### Text under study
Re: [galaxy-user] Analyzing Targeted Resequencing data with Galaxy

Anton Nekrutenko Fri, 08 Apr 2011 05:39:03 -0700

Mike:

Realignment and recalibration is not yet possible on the main site. However, we 
are working on several re-sequencing projects in house where these tools are 
used and will bring them to Galaxy by ISMB conference in Vienna.


The indel analysis at the moment is rather simplistic (yet still very useful) 
and is based on processing on CIGAR strings in aligned SAM files. You can 
simply run datasets generated by BWA through our indels tools.

Thanks and let us know if you have more questions.


anton
galaxy team


On Apr 8, 2011, at 7:42 AM, Mike Dufault wrote:

> Sean, Anton and Jen,
>  
> Thanks for all of the suggestions (in separate replies) on how to better 
> analyze my SelectSure captured Exome data. My original work-flow is below in 
> the e-mail string.
>  
> Based on the suggestions, I plan to change my work-flow by increasing my 
> quality filter from 20 to 25-30 and increasing my minimum coverage from 3x to 
> ~20x. I will use the Join function to compare the SNPs that are in common 
> with the samples from two family members to filter (narrow down) what they 
> have in common, since I am looking for a hereditary disease. Then i will use 
> the Join function again with the SNPs from build (131) to characterize the 
> SNPs.
>  
> Sean suggested realignment around indels and potentially quality score 
> recalibration. Is that even possible with Galaxy at the moment?
>  
> Where in the flow can I perform Indel analysis? Will I need to process my 
> data separately for SNPs and Indel analysis, or can they be done sequentially 
> in the same linear work-flow? I am still a little unsure of the best way to 
> hand this.
>  
> Please let me know if you have any more suggestions or comments before I 
> re-launch the analysis later this evening. Once I get a flow that works, I 
> hope to be able to publish it for everyone to benefit from.
>  
> Thanks to the Galaxy team for an outstanding platform and support!

### Stored data
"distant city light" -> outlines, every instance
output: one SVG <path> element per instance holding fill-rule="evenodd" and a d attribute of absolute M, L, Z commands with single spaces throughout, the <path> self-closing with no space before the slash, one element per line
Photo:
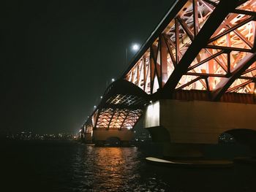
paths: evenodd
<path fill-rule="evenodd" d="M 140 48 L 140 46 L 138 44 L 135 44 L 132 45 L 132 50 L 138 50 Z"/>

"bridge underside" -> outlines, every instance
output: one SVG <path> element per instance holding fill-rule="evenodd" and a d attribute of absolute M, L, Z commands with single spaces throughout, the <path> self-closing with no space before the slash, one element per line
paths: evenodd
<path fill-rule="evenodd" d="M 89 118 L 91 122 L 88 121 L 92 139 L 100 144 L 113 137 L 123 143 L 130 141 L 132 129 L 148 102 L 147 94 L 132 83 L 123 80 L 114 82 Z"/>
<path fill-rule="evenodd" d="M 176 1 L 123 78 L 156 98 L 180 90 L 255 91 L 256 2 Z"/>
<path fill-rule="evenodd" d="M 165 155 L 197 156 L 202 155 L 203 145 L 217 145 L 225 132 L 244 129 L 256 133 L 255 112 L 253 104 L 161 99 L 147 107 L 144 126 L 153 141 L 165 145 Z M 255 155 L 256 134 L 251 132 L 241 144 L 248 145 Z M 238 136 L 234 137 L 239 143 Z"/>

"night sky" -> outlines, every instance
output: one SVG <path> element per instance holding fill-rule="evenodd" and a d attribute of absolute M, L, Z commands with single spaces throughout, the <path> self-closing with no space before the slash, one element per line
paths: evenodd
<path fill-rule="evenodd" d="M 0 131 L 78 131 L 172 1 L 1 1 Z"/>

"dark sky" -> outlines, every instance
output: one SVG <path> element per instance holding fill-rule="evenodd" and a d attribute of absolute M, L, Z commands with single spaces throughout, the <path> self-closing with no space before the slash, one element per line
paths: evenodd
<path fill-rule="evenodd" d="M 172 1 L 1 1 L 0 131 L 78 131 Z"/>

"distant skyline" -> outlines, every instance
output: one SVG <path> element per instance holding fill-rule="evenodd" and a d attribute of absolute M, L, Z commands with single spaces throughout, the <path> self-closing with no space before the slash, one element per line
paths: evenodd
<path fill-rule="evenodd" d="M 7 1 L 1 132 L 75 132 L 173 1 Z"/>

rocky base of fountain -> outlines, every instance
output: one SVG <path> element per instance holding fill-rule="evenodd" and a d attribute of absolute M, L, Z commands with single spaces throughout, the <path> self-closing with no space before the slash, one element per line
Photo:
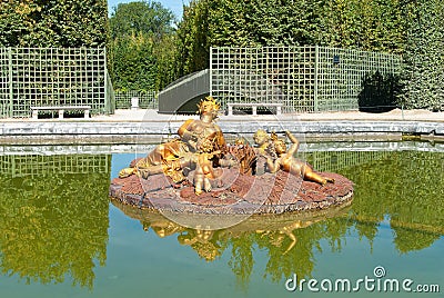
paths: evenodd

### What needs to be done
According to the reply in the Galaxy thread above, by which event does the team plan to bring its realignment and recalibration tools to Galaxy?

### Answer box
By the ISMB conference in Vienna.